**Problem set:**
• a. In the theater review, who created the set?
• b. From the theater review, restate the passage that starts with the words "Ayckbourn is always" and ends with "beset her home.", renaming "loo roll" to "toilet paper".
-- Start Source extract --
Middle England's dirty secret
Published 23 August 2007
Ayckbourn hides unpleasant truths under a shiny veneer of humour How the Other Half Loves Theatre Royal Bath
From the moment that Marsha Fitzalan, playing the adulterous suburban housewife Fiona Foster, flits across the stage in a pair of fluffy white mules and a long satin housecoat, it is clear that Alan Ayckbourn's How the Other Half Loves is - in part - a loving paean to the 1970s. Telephones with sliding dials, sherry before dinner and avocado starters are a few of the details carefully recreated in Paul Farnsworth's set. But this sly analysis of the marital state in the era of Pan's People is more than an exercise in nostalgia.
The Fosters, a posh couple, are presented alongside the Phillipses, an earnestly left-wing couple. This quartet is rounded out by a third pair, the fundamentally creepy and hopelessly maladjusted Featherstones. Mrs Foster is having an affair with Mr Phillips, but the lovers bring the Featherstones into the goings-on as a convenient pretext.
While the play did make me laugh, Ayckbourn's droll lines and Alan Strachan's silky direction don't half put the boot into the state of affairs. Affairs being the keyword, of course. While everyone is either actually doing it, or suspecting everyone else of doing it, adult life is rather fraught. Posh Fiona finds her other half a complete plonker, while Guardian-fixated Teresa Phillips (Claudia Elmhirst) gets the hots for her nasty, drunken hubby, Bob (Richard Stacey), only after he has smacked her around a bit. Chez Featherstone, William (Paul Kemp) treats Mary (Amanda Royle) in turn like a disobedient child or a badly trained pet. He smacks her on the hand when she disobeys him, and orders her to "Sit" on arrival at the Fosters' dinner party, as if she were the Blue Peter dog.
Ayckbourn is always at his best when drawing attention to the cellulite on the rump of Middle England, and here he does not disappoint. Frank Foster (Nicholas le Provost) may be genteel enough to find it necessary to call loo roll "bathroom stationery", but he is not brave enough to sit down and really get to grips with the froideur at the heart of his marriage, while Teresa Phillips, a young mother forever writing unpublished letters to the Guardian about global wrongs, is blind to the domestic indifference that has beset her home.
-- End Source extract --
-- Start Dataset records --
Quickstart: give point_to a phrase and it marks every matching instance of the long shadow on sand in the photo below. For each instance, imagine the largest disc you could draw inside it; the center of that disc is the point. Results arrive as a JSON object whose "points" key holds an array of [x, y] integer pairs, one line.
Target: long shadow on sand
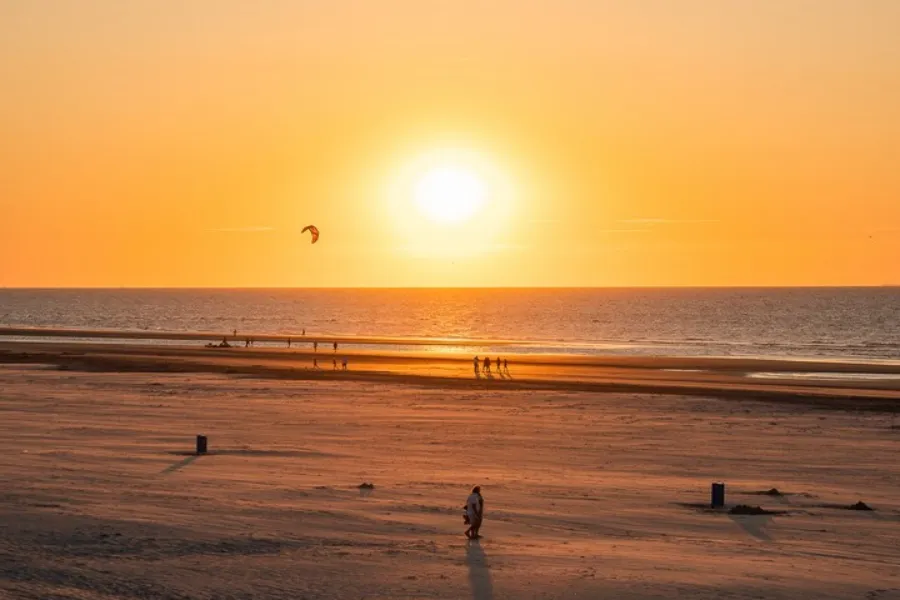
{"points": [[180, 464], [192, 456], [479, 572], [755, 525]]}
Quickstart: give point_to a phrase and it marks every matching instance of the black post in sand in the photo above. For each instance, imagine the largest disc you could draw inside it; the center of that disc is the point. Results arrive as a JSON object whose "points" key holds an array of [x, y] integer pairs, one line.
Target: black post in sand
{"points": [[718, 495]]}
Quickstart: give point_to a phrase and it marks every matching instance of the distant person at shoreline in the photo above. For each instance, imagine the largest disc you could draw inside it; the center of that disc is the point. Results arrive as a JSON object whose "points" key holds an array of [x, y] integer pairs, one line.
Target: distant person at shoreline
{"points": [[475, 513]]}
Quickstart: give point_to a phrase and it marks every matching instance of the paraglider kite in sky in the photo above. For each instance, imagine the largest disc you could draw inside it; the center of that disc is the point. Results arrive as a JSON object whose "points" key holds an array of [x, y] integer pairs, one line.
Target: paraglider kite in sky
{"points": [[312, 230]]}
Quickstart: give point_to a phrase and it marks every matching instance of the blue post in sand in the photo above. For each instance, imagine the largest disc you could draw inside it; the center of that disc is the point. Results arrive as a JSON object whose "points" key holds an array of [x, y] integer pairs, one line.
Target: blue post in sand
{"points": [[718, 495]]}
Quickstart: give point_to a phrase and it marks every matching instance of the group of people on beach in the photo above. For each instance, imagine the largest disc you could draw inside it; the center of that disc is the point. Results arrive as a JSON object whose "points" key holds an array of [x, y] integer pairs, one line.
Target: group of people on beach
{"points": [[333, 364], [485, 366]]}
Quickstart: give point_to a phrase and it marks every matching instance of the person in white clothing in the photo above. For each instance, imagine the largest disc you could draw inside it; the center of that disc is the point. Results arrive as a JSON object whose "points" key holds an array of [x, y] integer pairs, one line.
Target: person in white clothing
{"points": [[475, 513]]}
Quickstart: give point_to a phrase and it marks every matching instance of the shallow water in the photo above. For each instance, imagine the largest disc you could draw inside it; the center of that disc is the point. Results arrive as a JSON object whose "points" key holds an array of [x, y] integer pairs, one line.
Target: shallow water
{"points": [[855, 323]]}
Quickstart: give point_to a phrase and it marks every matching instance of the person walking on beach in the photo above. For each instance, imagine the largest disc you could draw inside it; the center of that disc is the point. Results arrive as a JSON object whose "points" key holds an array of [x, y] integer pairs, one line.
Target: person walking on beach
{"points": [[475, 513]]}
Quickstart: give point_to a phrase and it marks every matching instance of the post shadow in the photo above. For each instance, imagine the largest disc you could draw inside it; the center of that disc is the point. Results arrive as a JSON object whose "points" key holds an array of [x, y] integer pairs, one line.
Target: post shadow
{"points": [[754, 525], [180, 464], [480, 583]]}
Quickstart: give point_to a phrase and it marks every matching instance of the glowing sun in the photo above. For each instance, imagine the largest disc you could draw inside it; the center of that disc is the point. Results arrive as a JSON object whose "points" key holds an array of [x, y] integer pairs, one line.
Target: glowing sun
{"points": [[449, 194]]}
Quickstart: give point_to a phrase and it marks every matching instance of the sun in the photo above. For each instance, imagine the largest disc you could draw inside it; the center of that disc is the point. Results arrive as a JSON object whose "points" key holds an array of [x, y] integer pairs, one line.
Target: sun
{"points": [[449, 194]]}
-- End Dataset records --
**Expected answers:**
• a. Paul Farnsworth

• b.
Ayckbourn is always at his best when drawing attention to the cellulite on the rump of Middle England, and here he does not disappoint. Frank Foster (Nicholas le Provost) may be genteel enough to find it necessary to call toilet paper "bathroom stationery", but he is not brave enough to sit down and really get to grips with the froideur at the heart of his marriage, while Teresa Phillips, a young mother forever writing unpublished letters to the Guardian about global wrongs, is blind to the domestic indifference that has beset her home.